### What this exercise asks
**a.** In the passage on data about older workers, what share of the Eurozone's labor supply growth since 2000 came from people between 55 and 74?
**b.** Please pick up the passage on data about older workers where it stops and continue it.

Data is out of step with our lives
Much of the data about labour force participation is based on the old, 3-stage map of life, where everyone went to school, worked until 65 and then retired. You can find lots of data about the 65+ but little about the 50+. With the emergence of the Third Quarter (50 to 75) as a healthy, active second half of adulthood, our data and thinking will want to keep up with our lives. Getting reliable data about people in this age group is difficult. As people begin to work longer to fund longer lives, data analyses continue to segment the labour force into outdated categories that affect our understanding of what is going on.
Or analyses are often not disaggregated by age and lead to misunderstanding what is going on, like not seeing America’s mass retirement reality hidden in the tale of the Great Resignation. Or our stereotypes get in the way. Countering our image of life-loving Europeans retiring to golf and cruises in the South of Spain, the reality is that they are hard at work. Who knew? Since 2000, John Bateson reports, 98% of the Eurozone’s labour supply growth came from people between 55 and 74. Recognising and valuing the contribution of older people to the workforce depends on better data shaping the stories we are telling ourselves.
Age and gender balance go together?

### Dataset entries
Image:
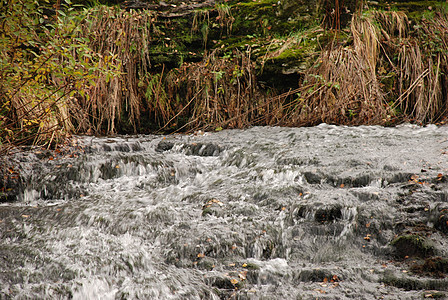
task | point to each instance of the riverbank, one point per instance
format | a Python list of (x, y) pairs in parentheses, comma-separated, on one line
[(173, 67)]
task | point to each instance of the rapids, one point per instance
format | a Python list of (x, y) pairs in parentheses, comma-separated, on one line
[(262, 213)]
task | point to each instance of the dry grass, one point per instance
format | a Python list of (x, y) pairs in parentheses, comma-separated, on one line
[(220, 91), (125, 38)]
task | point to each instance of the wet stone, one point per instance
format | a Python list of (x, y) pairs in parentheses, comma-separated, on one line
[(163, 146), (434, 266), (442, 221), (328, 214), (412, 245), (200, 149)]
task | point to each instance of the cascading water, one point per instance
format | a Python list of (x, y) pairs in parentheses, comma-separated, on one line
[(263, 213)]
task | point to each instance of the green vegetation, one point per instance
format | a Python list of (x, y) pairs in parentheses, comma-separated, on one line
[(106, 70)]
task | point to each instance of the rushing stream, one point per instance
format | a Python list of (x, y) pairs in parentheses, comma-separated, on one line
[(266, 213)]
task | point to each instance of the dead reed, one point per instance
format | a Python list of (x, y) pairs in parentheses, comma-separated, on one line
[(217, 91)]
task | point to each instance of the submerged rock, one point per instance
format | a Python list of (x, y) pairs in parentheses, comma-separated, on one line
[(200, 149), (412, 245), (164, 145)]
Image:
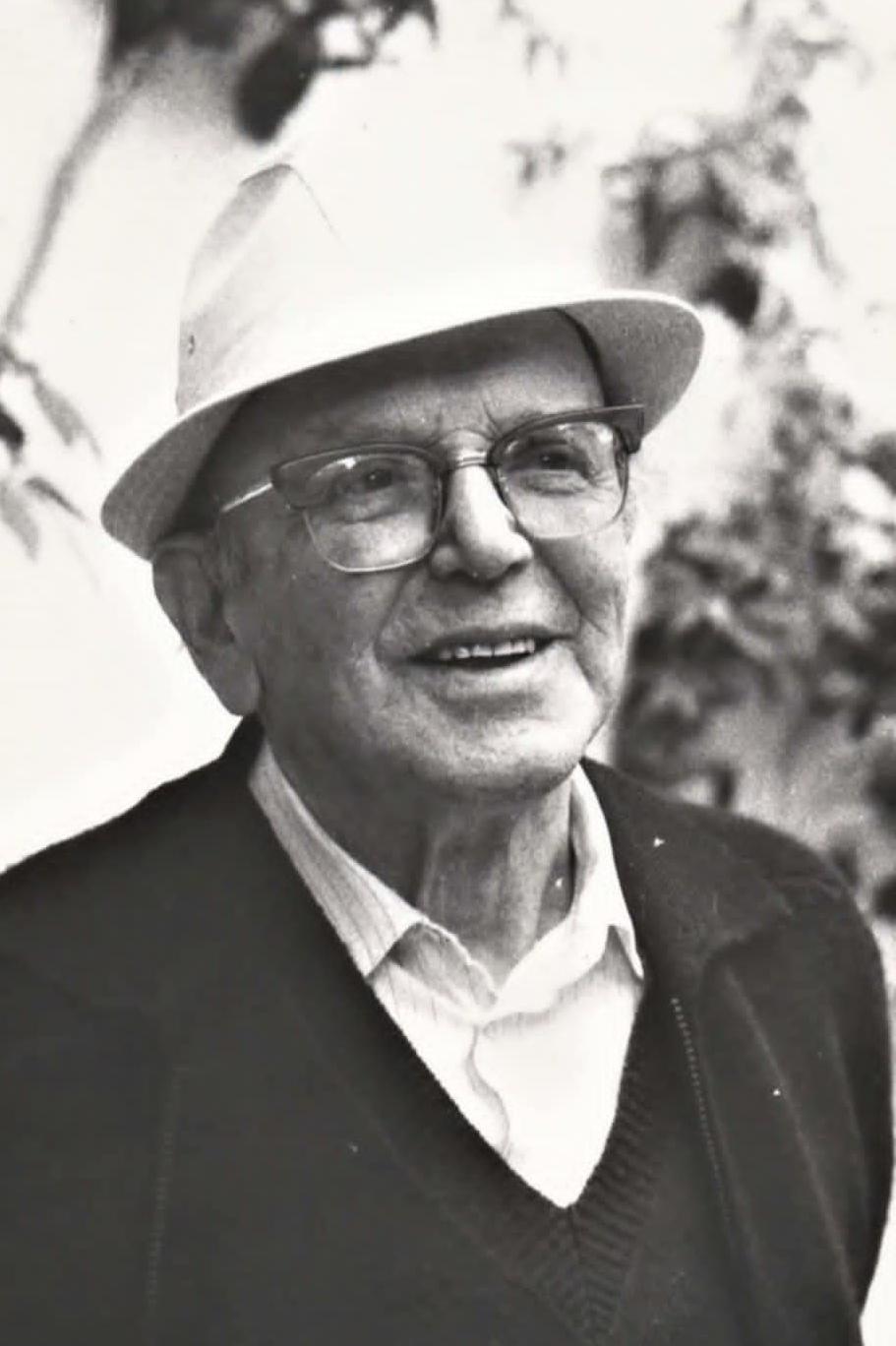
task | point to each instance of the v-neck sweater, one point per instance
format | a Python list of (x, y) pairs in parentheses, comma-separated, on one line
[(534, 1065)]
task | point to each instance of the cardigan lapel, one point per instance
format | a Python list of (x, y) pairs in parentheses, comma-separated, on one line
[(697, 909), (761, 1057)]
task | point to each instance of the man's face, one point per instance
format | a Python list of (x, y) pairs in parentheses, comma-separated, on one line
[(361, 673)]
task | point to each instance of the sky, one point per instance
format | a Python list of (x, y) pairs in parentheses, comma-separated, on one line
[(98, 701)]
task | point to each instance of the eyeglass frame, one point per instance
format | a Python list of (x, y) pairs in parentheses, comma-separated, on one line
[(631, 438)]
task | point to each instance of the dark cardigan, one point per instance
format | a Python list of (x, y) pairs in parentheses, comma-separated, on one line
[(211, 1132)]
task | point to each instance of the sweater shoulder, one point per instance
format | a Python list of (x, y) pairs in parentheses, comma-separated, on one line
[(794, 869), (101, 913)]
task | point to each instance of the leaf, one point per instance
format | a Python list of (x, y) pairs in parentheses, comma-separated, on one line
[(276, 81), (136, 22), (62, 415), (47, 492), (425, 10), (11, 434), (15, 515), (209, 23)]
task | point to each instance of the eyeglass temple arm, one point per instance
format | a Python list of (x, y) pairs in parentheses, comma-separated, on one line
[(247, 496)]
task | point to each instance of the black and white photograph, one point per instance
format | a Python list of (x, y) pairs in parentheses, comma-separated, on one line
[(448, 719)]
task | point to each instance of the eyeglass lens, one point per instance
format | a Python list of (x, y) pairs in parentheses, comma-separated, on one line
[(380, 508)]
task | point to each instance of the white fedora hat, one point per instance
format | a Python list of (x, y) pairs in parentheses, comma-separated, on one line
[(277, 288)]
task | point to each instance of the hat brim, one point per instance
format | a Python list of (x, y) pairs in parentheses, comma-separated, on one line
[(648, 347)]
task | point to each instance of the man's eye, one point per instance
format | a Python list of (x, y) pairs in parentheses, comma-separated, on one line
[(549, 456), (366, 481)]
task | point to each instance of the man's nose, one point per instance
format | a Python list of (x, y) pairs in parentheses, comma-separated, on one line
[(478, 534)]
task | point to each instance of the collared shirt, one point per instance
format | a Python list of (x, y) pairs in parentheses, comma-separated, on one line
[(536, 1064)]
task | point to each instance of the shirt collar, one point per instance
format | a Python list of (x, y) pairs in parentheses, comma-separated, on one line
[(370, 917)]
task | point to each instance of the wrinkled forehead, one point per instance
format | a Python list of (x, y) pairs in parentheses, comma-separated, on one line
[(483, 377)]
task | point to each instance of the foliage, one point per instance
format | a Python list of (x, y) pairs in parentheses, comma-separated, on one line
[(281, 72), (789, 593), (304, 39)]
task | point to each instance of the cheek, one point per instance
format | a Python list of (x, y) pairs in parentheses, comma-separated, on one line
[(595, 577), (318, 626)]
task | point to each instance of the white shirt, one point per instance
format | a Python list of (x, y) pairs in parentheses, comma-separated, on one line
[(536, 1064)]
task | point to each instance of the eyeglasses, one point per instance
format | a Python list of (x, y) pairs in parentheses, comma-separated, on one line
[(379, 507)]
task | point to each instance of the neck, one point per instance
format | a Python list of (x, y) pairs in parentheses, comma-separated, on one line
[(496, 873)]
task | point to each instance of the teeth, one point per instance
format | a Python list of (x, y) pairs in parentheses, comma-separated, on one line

---

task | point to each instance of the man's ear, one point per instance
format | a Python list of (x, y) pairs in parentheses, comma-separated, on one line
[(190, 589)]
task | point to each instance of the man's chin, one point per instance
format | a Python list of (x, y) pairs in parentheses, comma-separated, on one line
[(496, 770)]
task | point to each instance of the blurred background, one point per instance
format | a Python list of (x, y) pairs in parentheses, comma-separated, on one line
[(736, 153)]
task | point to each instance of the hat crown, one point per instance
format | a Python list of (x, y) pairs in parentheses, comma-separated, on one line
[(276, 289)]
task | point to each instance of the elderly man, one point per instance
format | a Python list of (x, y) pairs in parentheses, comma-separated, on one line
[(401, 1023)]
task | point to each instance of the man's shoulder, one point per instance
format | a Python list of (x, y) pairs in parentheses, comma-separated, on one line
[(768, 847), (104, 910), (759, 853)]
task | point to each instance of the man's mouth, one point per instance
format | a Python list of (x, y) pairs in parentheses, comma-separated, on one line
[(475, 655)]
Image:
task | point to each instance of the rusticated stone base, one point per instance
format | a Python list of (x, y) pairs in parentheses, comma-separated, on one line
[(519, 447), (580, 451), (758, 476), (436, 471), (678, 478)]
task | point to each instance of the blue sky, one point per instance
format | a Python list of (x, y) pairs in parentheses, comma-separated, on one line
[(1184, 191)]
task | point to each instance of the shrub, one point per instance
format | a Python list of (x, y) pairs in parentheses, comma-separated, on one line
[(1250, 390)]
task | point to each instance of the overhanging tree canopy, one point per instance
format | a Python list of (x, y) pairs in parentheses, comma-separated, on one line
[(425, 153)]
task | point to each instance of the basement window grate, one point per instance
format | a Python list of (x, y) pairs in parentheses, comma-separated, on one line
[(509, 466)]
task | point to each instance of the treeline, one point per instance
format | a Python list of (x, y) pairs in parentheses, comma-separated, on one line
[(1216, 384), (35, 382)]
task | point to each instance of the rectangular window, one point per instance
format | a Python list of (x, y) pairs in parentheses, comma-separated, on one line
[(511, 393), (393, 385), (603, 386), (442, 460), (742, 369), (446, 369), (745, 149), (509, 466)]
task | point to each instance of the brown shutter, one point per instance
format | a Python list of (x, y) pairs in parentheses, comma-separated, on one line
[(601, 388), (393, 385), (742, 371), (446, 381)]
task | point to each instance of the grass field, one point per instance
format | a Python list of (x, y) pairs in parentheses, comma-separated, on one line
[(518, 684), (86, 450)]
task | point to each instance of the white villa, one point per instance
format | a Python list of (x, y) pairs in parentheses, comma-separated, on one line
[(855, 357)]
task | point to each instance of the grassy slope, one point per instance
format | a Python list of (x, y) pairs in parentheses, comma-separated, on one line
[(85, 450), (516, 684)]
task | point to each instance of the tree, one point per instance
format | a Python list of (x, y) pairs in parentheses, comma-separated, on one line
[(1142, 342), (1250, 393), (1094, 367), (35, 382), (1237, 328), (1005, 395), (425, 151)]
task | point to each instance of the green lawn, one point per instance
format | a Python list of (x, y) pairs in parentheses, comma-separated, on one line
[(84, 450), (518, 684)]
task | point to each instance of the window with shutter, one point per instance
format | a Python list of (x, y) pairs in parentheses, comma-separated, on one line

### Answer list
**a.** 98%

**b.**
Age and gender have multiple overlaps, including life expectancy itself. In more developed countries, women’s life expectancy at birth is 79 years compared to men’s 72. In the US, this gender gap was narrowing until 2010 but then reversed for the first time. And it increased sharply during the pandemic as more men died than women.
The answer may be more gender balance in political leadership. Three of the best countries in the Longevity Management Scorecard are led by women – Finland, Denmark and New Zealand. As women make up fewer than 10% of world leaders, it may be significant that more age-ready countries are also more gender progressive. This may be no surprise as their leadership seems generally correlated to greater national wellbeing.
As we enter the second year of the decade of healthy ageing, it’s good to keep gender gaps in mind. Much as we need to narrow the gap between men and women working and leading in favour of women – we also need to narrow the gap between women and men living and loving together – in favour of men. That would improve everyone’s health and happiness.